> Challenge: How many of the lines below contain the word "wall"? Reply with the number alone.

[Stored items]

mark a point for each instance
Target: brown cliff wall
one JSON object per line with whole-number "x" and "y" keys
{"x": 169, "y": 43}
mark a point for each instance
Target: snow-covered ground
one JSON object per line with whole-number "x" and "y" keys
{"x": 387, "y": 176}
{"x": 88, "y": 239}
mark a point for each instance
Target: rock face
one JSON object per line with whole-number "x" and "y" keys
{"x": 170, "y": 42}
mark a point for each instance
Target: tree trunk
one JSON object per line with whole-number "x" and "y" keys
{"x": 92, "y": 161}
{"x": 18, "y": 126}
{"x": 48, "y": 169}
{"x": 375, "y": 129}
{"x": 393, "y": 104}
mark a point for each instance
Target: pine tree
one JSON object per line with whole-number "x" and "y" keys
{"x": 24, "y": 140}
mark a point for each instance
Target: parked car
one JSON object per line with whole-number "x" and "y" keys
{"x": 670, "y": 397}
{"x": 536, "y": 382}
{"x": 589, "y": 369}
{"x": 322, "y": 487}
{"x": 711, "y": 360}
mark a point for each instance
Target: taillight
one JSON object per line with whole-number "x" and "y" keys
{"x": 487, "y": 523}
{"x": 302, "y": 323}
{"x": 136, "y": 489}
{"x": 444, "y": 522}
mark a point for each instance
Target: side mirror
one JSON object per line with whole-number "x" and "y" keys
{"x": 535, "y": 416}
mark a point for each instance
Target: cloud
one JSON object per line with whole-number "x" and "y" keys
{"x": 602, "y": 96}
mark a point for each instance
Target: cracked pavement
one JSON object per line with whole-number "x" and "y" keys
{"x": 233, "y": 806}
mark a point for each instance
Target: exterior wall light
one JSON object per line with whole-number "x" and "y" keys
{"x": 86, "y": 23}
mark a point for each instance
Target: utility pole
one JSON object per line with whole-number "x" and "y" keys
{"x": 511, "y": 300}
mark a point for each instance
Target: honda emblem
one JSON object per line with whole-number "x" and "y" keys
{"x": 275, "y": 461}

> Problem solution: 2